_Entries supplied_
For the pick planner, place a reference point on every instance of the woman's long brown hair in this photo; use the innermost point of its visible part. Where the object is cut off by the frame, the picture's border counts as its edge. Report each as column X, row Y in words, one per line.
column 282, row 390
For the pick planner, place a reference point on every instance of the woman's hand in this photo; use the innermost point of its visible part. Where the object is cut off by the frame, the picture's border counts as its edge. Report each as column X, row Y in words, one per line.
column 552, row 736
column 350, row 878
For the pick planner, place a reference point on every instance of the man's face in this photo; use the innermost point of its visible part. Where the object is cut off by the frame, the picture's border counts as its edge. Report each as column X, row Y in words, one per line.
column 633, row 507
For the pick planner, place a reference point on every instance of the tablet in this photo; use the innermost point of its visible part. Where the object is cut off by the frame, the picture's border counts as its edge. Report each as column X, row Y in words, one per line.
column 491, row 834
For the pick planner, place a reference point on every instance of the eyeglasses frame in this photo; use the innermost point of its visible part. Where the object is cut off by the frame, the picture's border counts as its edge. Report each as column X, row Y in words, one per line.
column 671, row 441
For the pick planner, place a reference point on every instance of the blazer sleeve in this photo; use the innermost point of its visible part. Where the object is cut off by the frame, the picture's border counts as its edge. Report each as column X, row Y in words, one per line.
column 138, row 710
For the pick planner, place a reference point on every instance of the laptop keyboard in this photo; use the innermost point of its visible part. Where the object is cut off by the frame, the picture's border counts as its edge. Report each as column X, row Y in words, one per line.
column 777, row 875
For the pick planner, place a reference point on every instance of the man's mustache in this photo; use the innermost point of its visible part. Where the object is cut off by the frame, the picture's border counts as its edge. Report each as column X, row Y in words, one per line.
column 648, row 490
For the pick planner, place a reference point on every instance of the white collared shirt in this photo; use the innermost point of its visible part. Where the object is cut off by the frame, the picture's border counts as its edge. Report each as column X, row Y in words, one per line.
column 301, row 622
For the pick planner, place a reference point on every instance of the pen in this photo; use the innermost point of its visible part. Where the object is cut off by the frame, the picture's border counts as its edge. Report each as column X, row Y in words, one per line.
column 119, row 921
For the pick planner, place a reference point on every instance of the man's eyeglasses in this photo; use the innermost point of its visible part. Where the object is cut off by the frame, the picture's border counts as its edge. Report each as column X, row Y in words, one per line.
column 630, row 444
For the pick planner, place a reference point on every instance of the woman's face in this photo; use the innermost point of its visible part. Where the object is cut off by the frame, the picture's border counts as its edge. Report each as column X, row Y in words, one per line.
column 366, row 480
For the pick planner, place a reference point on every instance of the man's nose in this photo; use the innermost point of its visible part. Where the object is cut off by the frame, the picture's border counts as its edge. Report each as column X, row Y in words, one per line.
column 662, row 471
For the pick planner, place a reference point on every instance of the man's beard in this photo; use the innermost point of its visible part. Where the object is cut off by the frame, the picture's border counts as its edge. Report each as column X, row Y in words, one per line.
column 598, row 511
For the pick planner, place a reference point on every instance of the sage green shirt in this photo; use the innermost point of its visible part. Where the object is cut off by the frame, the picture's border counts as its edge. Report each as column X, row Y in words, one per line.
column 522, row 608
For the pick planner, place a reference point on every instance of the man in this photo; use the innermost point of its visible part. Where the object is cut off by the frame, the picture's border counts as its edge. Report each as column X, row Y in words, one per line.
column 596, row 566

* * *

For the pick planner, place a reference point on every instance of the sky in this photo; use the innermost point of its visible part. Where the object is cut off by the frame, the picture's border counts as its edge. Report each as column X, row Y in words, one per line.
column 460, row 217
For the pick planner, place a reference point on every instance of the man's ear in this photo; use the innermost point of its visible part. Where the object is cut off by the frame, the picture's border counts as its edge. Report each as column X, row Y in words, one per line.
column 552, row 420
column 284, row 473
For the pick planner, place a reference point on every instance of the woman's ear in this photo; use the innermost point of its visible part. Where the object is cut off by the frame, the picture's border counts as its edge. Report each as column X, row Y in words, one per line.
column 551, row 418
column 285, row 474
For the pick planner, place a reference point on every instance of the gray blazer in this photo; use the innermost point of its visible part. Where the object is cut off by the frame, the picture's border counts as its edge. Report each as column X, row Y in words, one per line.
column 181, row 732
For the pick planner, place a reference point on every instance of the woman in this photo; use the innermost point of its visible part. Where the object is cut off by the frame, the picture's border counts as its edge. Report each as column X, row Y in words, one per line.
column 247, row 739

_Challenge_
Arrange as a numbered list, omitting any blank lines, only the lines above that begin with the line containing "of the blazer" and continue through the line containing "column 138, row 710".

_Task response_
1. For the pick planner, place a reference point on every instance of the blazer sleeve in this photo; use the innermost point of its visible part. Where the object is cut off by the frame, the picture's border counts as its edge. Report each as column X, row Y in words, one per line.
2. column 138, row 710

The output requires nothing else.